* [EXERCISE REQUIREMENTS]:
a: Answer these questions from the article on Crohn's disease and hair loss, giving each answer on its own line with the matching mark.
(i) What percentage of participants in the 2015 study reported hair loss as a symptom of their bowel disease?
(ii) In alopecia areata, what part of the body does the immune system attack?
(iii) What two examples of sudden stress that can lead to telogen effluvium does the article give?
b: Reproduce word for word the passage of the article on Crohn's disease and hair loss that runs from "Telogen Effluvium and" up to and including "on the scalp.".

Crohn’s and Hair Loss – Learn the Connection
People who suffer from Crohn’s disease experience chronic inflammation in the gastrointestinal (GI) tract since the condition is an inflammatory bowel disease. The inflammation can result in symptoms such as pain, loss of weight and severe diarrhea. In addition, the inflammation can also appear in areas such as the skin and joints. While these symptoms are well-known by the public, it seems that hair loss is also one of the symptoms.
Hair Loss and Crohn’s Disease – How They are Connected
A research review from 2021 suggests there is a connection between inflammatory bowel disease and alopecia areata. This review also suggests the loss of hair might be a more common occurrence in people with inflammatory bowl disease than the general population.
In addition, a 2015 study showed 33% of the study participants reported hair loss as being a symptom of their bowel disease. However, the researchers were not able to prove whether or not each of those hair loss cases were related to inflammatory bowel disease which means the actual percentage has a chance of being smaller than the percentage reported in the study. One of the reasons the researchers were not able to provide a definitive answer is the fact that there are multiple factors that contribute to hair loss. This made it harder to determine whether the hair loss was the result of Crohn’s disease.
Having said that, let’s look at some of the connections between the loss of hair and Crohn’s disease.
Alopecia Areata and Crohn’s Disease
As mentioned above, the 2021 study suggests a link between Crohn’s and alopecia areata which is an autoimmune condition. In an autoimmune condition, the immune system mistakenly attacks the body of the person with the condition. When it comes to alopecia areata, the immune system attacks the hair follicles of the person. Hair follicles that suffer from alopecia areata will fall out and this results in hair loss that is visible as patchy, circular areas on the scalp that are about the size of a coin.
Further research is being conducted on the connection between Crohn’s disease and alopecia areata.
Telogen Effluvium and Crohn’s Disease
In general, telogen effluvium is a thinning condition that can be the result of sudden stress that leads to hair loss. Examples of sudden stress that lead to this type of hair loss include the stress of having surgery or giving birth. Another type of stress that can fall into this category is a flare of the symptoms that are related to Crohn’s disease.
If the Crohn’s disease symptoms are successfully managed to the point that the flare lessens in nature, the hair should begin to grow back on the scalp.

* [EXTRACTED ENTRIES]:
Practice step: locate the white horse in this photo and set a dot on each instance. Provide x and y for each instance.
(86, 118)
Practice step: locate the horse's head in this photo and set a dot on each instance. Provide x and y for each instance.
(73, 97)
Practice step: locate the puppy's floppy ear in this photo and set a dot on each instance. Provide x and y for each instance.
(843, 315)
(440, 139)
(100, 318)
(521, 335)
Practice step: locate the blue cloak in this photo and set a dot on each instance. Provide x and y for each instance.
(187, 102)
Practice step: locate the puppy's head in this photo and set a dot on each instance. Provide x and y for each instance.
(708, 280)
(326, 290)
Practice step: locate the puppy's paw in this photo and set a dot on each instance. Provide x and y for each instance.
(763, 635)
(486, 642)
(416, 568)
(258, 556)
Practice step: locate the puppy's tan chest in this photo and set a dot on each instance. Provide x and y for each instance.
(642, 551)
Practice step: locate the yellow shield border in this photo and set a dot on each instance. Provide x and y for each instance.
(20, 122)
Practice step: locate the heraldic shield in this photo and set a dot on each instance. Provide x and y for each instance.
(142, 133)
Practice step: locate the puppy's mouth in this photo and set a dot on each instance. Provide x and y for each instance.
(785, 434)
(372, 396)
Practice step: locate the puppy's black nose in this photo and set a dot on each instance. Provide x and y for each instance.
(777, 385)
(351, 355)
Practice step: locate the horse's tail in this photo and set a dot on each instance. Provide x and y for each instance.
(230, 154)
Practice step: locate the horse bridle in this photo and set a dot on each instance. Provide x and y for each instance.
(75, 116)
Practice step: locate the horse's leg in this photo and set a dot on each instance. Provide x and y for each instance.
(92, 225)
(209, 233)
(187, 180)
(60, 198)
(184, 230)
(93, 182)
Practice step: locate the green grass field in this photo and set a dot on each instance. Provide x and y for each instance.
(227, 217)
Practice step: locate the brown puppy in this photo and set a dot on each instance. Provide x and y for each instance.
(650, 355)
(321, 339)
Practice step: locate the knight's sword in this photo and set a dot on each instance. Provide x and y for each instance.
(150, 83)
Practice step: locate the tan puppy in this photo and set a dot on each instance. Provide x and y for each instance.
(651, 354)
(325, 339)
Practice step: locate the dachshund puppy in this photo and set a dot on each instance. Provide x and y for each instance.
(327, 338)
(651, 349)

* [ANSWERS FOR EACH ITEM]:
a:
(i) 33%
(ii) The hair follicles
(iii) Having surgery and giving birth

b:
Telogen Effluvium and Crohn’s Disease
In general, telogen effluvium is a thinning condition that can be the result of sudden stress that leads to hair loss. Examples of sudden stress that lead to this type of hair loss include the stress of having surgery or giving birth. Another type of stress that can fall into this category is a flare of the symptoms that are related to Crohn’s disease.
If the Crohn’s disease symptoms are successfully managed to the point that the flare lessens in nature, the hair should begin to grow back on the scalp.